### [How to complete this task]
What lines in the records below mention "before"? List them all.

[Stored items]
****************************************

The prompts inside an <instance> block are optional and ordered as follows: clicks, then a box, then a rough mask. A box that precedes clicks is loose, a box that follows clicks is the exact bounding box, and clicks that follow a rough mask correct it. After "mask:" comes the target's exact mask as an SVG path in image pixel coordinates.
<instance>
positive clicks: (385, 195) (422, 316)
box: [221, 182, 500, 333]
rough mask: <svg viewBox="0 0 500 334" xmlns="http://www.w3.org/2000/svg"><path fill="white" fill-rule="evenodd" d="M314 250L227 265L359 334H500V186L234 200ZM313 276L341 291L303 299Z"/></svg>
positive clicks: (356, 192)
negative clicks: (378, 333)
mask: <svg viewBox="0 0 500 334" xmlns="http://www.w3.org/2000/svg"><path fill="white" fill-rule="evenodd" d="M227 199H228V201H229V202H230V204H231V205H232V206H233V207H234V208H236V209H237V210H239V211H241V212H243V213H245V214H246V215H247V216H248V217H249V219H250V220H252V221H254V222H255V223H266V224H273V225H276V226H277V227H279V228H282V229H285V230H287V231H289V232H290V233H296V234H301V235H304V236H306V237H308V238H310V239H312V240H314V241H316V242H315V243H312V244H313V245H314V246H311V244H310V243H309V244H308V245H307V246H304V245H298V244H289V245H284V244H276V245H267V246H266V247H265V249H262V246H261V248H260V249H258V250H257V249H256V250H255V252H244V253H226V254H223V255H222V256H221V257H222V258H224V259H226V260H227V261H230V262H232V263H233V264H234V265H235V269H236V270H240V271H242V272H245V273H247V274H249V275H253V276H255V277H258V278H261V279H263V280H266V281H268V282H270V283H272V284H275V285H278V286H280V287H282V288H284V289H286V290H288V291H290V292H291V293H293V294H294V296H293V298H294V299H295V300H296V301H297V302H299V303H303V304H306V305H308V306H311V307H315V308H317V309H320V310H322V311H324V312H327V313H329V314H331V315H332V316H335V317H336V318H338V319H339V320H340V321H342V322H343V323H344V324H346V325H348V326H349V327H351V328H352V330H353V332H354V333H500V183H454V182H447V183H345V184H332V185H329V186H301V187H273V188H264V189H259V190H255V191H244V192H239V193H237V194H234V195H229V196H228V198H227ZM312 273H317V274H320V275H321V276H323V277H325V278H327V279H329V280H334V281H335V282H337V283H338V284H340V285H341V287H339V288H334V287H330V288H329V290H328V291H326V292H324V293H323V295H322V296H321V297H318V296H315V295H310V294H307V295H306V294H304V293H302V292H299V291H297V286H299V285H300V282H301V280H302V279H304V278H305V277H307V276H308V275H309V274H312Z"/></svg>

****************************************

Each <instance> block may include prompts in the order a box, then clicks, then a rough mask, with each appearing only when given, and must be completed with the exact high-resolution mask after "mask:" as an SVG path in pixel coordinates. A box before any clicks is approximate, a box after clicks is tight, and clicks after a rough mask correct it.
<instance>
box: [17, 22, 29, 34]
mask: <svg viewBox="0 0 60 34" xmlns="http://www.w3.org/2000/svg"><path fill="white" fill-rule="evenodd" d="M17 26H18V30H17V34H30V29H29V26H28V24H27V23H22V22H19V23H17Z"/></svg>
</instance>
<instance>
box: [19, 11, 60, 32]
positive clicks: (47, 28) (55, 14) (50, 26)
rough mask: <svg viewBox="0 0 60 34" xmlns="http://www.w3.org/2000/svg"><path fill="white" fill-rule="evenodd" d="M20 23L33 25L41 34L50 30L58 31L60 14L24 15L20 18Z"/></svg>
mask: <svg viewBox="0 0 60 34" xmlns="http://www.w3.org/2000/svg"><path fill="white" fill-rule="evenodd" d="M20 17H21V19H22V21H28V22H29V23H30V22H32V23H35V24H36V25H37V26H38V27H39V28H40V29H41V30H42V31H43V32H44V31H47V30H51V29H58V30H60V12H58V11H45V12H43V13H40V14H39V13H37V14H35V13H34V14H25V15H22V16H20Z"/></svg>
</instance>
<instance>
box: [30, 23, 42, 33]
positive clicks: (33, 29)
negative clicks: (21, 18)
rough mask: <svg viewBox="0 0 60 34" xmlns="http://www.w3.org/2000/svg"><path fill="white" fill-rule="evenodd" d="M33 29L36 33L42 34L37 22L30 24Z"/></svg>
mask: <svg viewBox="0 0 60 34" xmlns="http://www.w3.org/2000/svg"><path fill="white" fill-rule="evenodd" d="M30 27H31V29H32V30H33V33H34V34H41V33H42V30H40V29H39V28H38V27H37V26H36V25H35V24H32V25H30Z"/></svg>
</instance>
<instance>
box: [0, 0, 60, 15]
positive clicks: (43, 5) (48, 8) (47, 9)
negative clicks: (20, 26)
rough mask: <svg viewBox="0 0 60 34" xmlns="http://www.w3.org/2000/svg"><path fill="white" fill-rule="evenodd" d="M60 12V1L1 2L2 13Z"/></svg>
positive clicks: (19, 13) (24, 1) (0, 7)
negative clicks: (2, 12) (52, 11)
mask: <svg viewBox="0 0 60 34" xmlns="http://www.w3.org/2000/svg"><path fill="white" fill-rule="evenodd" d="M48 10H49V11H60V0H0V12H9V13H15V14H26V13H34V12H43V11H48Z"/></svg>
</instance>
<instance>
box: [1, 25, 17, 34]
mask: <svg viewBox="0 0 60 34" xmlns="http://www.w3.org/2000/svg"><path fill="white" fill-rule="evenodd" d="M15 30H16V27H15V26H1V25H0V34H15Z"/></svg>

****************************************

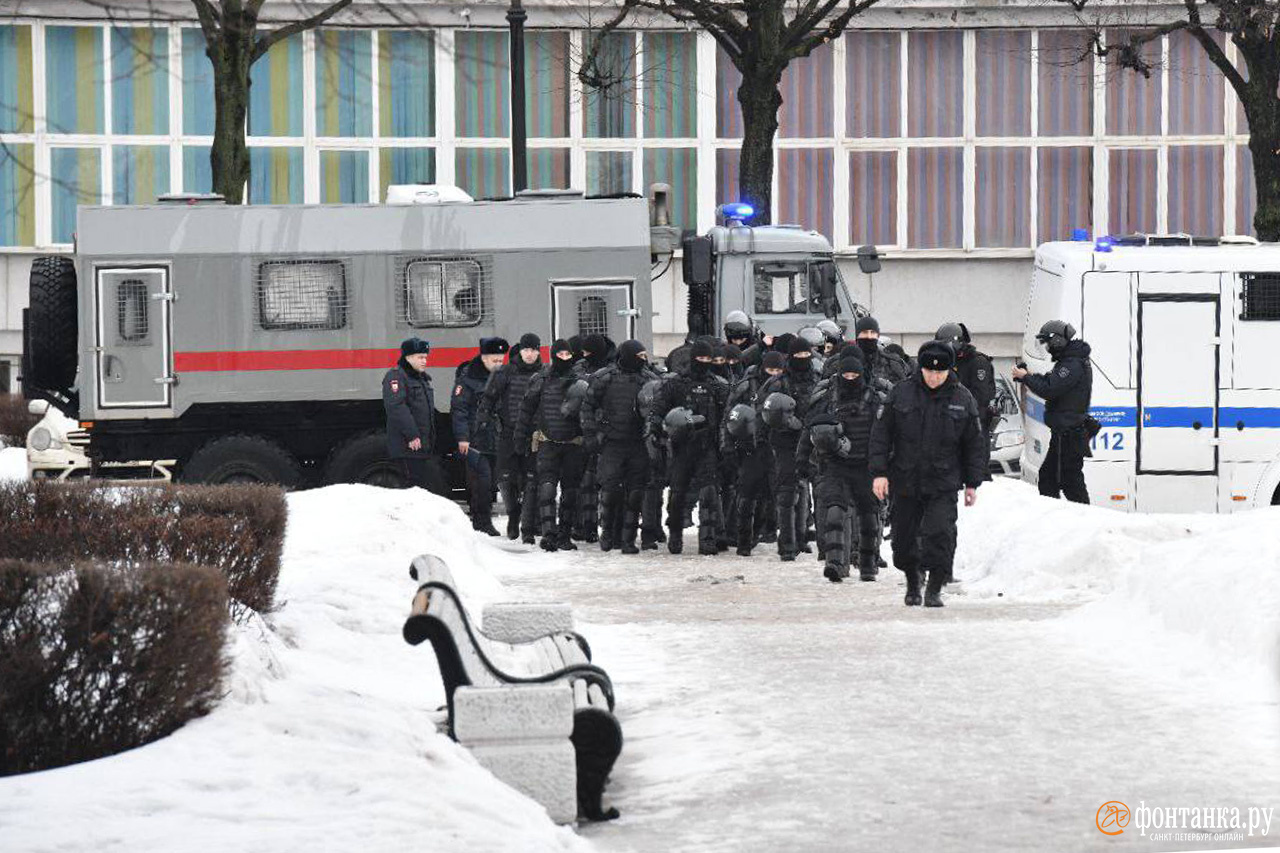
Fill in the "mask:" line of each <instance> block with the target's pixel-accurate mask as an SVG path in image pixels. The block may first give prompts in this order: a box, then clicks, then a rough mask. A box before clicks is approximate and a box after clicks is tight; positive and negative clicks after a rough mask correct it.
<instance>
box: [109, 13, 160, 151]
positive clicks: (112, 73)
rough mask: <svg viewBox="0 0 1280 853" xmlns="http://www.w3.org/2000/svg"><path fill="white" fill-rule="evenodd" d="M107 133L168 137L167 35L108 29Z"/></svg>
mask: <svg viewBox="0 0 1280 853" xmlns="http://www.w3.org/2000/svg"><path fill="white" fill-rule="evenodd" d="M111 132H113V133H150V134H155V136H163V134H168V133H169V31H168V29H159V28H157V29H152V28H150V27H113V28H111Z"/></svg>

****************************************

### [Your response]
Each <instance> block may include prompts in the order a box, then clicks, then a rough mask, with each appearing only when given, and must be completed with the exact high-resolution mask after "mask:" as an SVG path in pixel coordinates. A box before any clicks is approximate, a box after clicks is tight, and clicks after a rough mask correct it.
Fill in the "mask:" line of each <instance> block with the target's pixel-accurate mask as an SVG path in image pixels. The block may first give prompts in this order: a box, then clicks, then a rough mask. A box before clicks is approximate and a box after clicks is tight; positive and negative clicks after a rough mask correct it.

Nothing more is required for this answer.